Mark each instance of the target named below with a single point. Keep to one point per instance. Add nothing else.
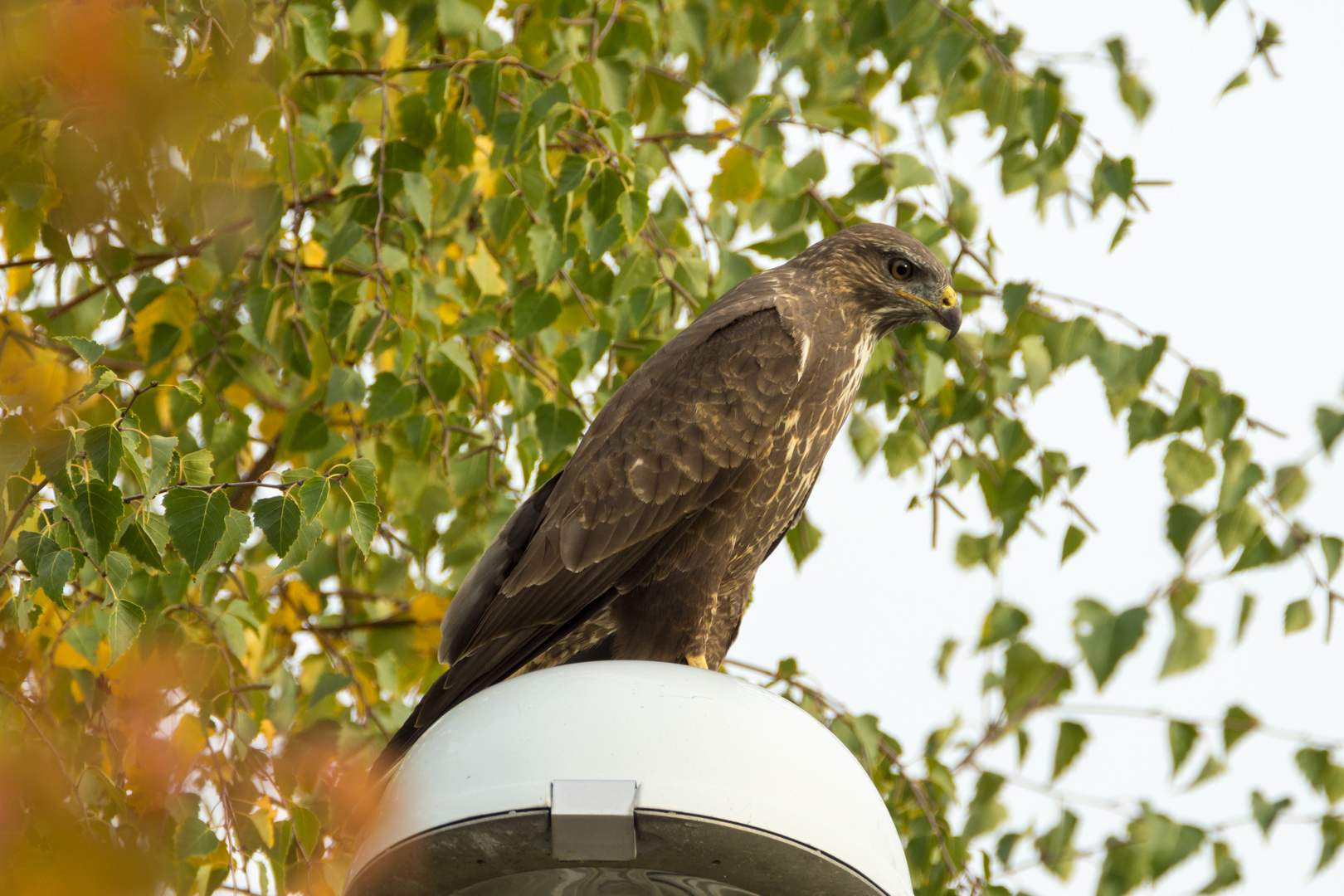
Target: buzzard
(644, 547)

++++++

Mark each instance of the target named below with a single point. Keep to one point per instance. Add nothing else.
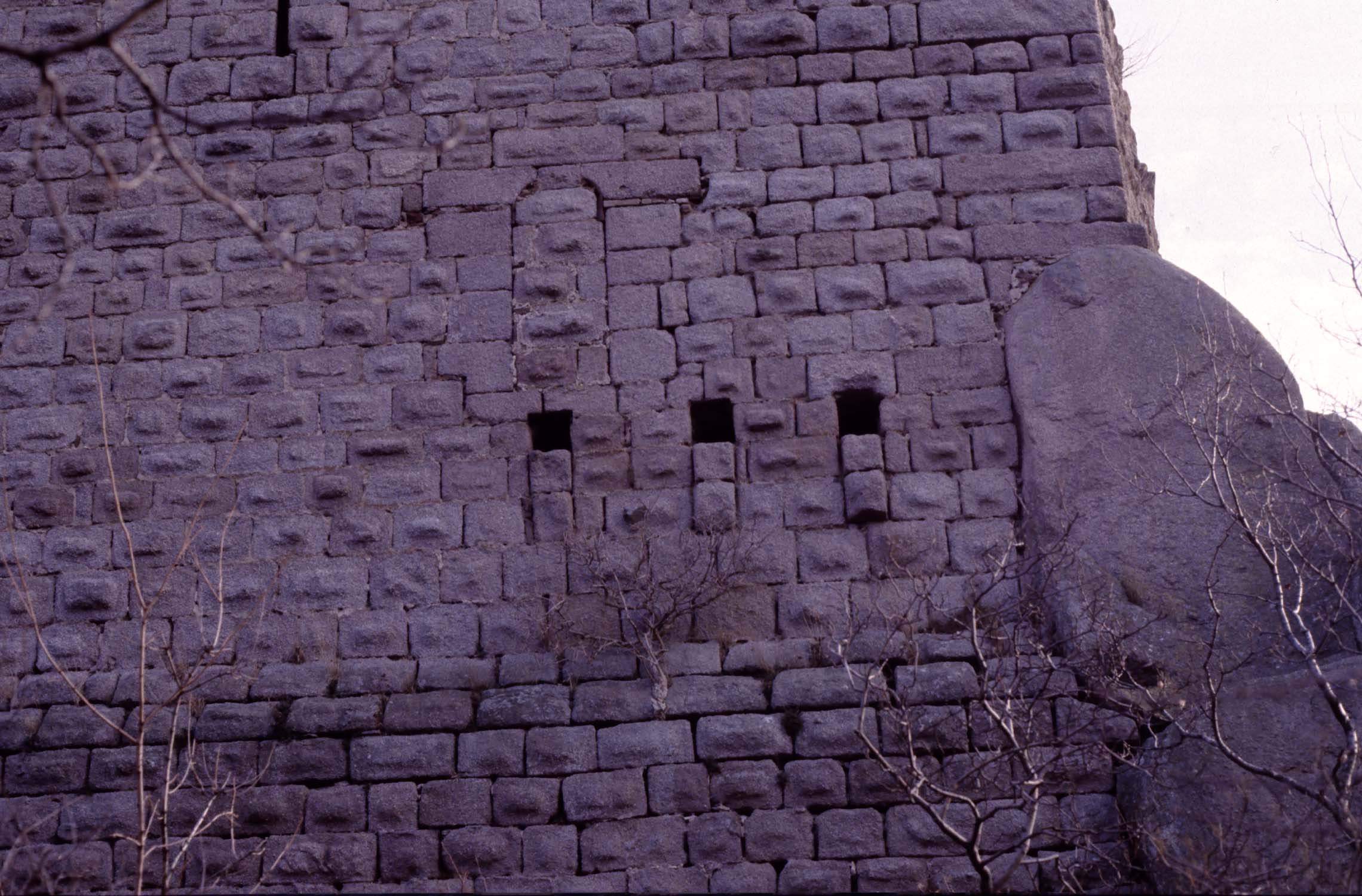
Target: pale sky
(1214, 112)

++++++

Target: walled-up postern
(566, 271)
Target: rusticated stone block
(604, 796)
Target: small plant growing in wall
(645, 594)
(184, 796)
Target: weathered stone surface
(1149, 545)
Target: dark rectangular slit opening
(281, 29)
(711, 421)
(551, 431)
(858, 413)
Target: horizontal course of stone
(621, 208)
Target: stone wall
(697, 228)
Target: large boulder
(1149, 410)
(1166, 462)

++++++

_STATED EXERCISE:_ Recast everything from the line containing "Target: horizontal course of stone" down to the line containing "(1166, 462)" as a Markdown table with two columns, Row and Line. Number each line in Row and leave out any blank lines.

_TASK RESULT:_
| Row | Line |
|---|---|
| 1 | Target: horizontal course of stone |
| 2 | (621, 208) |
| 3 | Target: stone wall |
| 4 | (697, 228) |
| 5 | Target: large boulder |
| 6 | (1149, 410) |
| 7 | (1166, 462) |